<<<<

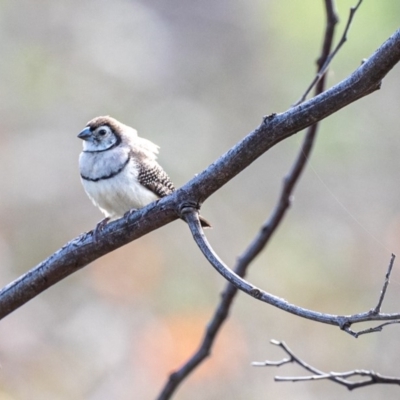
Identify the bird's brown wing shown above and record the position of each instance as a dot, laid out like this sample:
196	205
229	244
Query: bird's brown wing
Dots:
154	178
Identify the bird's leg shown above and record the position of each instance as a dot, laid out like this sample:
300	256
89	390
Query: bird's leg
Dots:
99	227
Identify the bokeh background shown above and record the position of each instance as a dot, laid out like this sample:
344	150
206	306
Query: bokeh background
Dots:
194	77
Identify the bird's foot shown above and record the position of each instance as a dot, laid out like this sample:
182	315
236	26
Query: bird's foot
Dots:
99	227
130	212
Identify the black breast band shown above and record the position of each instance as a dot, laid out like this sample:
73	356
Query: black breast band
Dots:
111	175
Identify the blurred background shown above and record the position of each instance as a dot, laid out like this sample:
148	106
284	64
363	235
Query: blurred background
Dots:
194	77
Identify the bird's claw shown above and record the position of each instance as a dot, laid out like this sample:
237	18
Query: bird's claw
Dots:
130	212
99	227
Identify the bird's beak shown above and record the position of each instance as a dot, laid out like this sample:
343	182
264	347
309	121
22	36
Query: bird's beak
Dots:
86	133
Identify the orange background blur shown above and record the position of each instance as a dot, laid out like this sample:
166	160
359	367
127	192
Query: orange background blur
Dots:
194	77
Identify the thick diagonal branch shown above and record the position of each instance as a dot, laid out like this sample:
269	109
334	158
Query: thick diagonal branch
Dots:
84	249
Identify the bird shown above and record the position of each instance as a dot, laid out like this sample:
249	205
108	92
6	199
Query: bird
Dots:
119	170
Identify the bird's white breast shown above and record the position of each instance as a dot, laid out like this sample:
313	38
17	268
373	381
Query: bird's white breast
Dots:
120	193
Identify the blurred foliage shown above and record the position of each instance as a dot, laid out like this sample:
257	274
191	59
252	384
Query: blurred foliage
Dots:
194	77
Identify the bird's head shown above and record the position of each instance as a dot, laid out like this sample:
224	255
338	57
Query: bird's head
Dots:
104	133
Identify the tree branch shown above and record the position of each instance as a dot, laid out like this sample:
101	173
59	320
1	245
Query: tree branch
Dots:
327	61
343	321
82	250
372	377
265	234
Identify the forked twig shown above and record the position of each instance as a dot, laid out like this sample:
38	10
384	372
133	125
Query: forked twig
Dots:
367	377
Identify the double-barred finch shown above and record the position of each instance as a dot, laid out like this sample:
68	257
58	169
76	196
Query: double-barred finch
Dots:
119	170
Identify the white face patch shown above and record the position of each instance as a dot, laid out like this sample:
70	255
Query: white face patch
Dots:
102	138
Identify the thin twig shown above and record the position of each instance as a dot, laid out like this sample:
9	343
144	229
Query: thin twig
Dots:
83	250
372	377
385	285
329	59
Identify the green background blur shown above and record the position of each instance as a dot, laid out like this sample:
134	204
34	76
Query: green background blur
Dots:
194	77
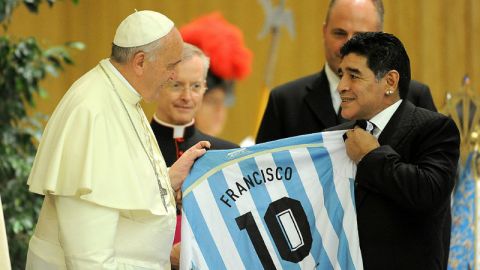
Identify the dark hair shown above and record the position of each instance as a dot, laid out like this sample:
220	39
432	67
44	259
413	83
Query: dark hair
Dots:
384	52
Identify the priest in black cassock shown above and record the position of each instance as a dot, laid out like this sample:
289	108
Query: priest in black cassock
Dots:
173	122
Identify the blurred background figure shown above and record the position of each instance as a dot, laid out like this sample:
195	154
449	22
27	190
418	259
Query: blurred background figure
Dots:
230	60
311	103
173	122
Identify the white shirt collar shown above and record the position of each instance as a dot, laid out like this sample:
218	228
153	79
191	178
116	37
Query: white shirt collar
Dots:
381	119
120	76
178	130
333	81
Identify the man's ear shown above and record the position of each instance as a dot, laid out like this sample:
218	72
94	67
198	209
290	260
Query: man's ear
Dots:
138	63
392	78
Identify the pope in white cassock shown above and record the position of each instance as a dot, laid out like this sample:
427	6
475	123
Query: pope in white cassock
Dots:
109	199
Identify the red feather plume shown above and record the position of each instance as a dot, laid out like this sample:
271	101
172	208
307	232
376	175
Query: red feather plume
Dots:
223	42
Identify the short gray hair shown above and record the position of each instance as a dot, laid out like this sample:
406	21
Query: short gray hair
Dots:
190	51
124	54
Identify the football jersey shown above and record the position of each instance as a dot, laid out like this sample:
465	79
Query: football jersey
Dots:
285	204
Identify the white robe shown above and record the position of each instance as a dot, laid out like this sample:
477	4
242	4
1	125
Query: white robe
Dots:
90	151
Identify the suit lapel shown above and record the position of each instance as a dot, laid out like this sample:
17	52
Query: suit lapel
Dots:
398	126
319	100
395	130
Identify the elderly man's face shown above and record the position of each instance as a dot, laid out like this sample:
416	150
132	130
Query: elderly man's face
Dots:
159	72
180	99
362	95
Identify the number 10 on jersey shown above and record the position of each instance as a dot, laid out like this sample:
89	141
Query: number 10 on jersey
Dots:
288	226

>>>>

*EXERCISE*
Your copy should repeat each entry above exactly but contain no pictures.

*IN RESPONSE*
Identify the bird's brown wing shown above and record the position of each instance as a dot, laid out like this sample:
196	205
229	244
Query: bird's brown wing
Dots:
154	178
Identify the bird's leg shown above and record the position of each instance as a dot, laid out like this sample:
300	256
89	390
Query: bird's leg
Dots:
99	227
Identify the bokeh background shown above and record the position of each instance as a dot, laid out like this sample:
344	150
206	306
Query: bokeh background
Dots:
194	77
Identify the bird's foot shown above and record the position of each instance as a dot, laid out like this sample:
182	315
236	26
Query: bird's foot
Dots:
99	227
130	212
Identify the black breast band shown above and record the position of each instance as a dot, laid out like this sample:
73	356
Query: black breast band
Dots:
111	175
Identify the blurred background shown above and record the position of each instance as a dot, laid out like this sample:
148	106
284	64
363	235
Query: blurred background
Dots:
194	77
Identify the bird's claw shown above and record the position of each instance as a dot, laid out like this sample:
237	18
Query: bird's claw
Dots:
130	212
99	227
Identify the bird's beak shown above and record the position of each instance as a dot, laid out like this sample:
343	182
264	347
309	121
22	36
Query: bird's beak
Dots:
86	133
Identify the orange background blur shown above and record the position of each instance as a dot, laid out like this sample:
166	160
359	367
127	192
Query: orange background blur
Dots:
194	77
Identify the thick diagonal branch shown above and record the position of each instance as a dot, laid out like this sample:
269	109
334	158
Query: thick diagonal branch
Dots:
84	249
Identify the bird shown above and record the position of each instance as a dot, laid out like this sample:
249	205
108	92
6	199
Query: bird
Dots:
119	170
Identify the bird's white breast shown above and record the position of each instance as a dot, laid out like this sample:
313	38
17	268
373	381
Query: bird's white breast
Dots:
120	193
Identify the blurred foliage shown above and record the position of each instance as a dot, laid out like this sample:
257	274
191	59
252	384
Query: blurred foliage
Dots:
194	77
Identify the bird's head shown above and record the position of each instance as a dot, laid out like this sample:
224	255
338	57
Query: bird's head
Dots:
104	133
Identify the tree branch shown above and record the position of each instance as a dot, laid out like this sample:
101	173
59	320
1	245
Query: tree branch
Dots:
327	61
343	321
82	250
372	377
265	234
Identify the forked twig shown above and record the position of each instance as a dot, laid out like this sample:
38	10
384	372
133	125
Query: forked twig
Dots:
367	377
Identify the double-barred finch shown above and record the position of each instance as a dot, laid out like this sample:
68	257
58	169
76	196
Query: double-barred finch
Dots:
119	170
Identify the white face patch shown above and record the position of each instance as a dot, laid out like this sample:
70	255
Query: white face patch
Dots:
102	138
Identify the thin twig shown above and record the position of each instance as a dot, laid out like this sample:
9	343
144	229
Query: thin twig
Dots:
83	250
372	377
385	285
329	59
Identify the green background blur shown above and record the position of each instance as a dot, laid out like this sample:
134	204
34	76
Query: green background blur
Dots:
194	77
Identify the dark hair shown above and record the position of each instance as a dot, laid out like this sample:
220	39
432	67
44	259
413	83
Query: dark hair
Dots:
384	52
Identify the priest in black cassock shown above and record the position of each instance as a dot, laid out like this sample:
289	108
Query: priest in black cassock
Dots:
173	122
Identify the blurred background figure shown above and record the position of each instance as a dot, laid out like this sample:
195	154
449	22
27	190
418	259
Query: blurred background figure
Dots:
230	60
311	103
173	122
Identify the white shirt collar shown above and record the position of each instance as a dot, laid out like this sample:
218	228
153	79
191	178
116	37
Query: white shirt collar
Dots:
381	119
120	76
178	130
333	81
Identify the man's ear shown above and record the position of each instance as a dot, laid out like this sample:
218	72
94	67
198	209
290	260
Query: man's ear
Dots:
138	63
392	78
Identify the pope in white cassock shown above and record the position of each instance as a dot, laid out like this sample:
427	6
475	123
Query: pope in white cassock
Dots:
109	199
Identify the red feather plume shown above and record the position of each instance as a dot, laid out like this sample:
271	101
172	208
307	232
376	175
Query: red feather plume
Dots:
223	42
Identify the short gray hair shown above and record the position of each instance as a dot, laid out like this sample:
406	21
Query: short gray hair
Dots:
190	51
124	54
Identify the football jersey shown above and record the position of each instance as a dot, laid out like this sample:
465	79
Query: football jersey
Dots:
285	204
Identify the white robe shown above and record the position of each instance as a dot, laid out like this sample:
477	4
242	4
1	125
Query: white robe
Dots:
90	151
Identify the suit lapel shown above and record the position of each instance as a dot, laid out like this sample:
17	52
Query: suit lapel
Dots:
398	126
319	100
395	130
Identify the elderly man's face shown above and record the position of each instance as a dot, laid out like this sample:
416	150
132	130
Query: elderly man's face
Dots:
159	72
180	99
362	95
Identify the number 10 on jersey shown above and record the position of each instance as a dot, laid out like this sample:
89	141
Query: number 10 on jersey
Dots:
288	226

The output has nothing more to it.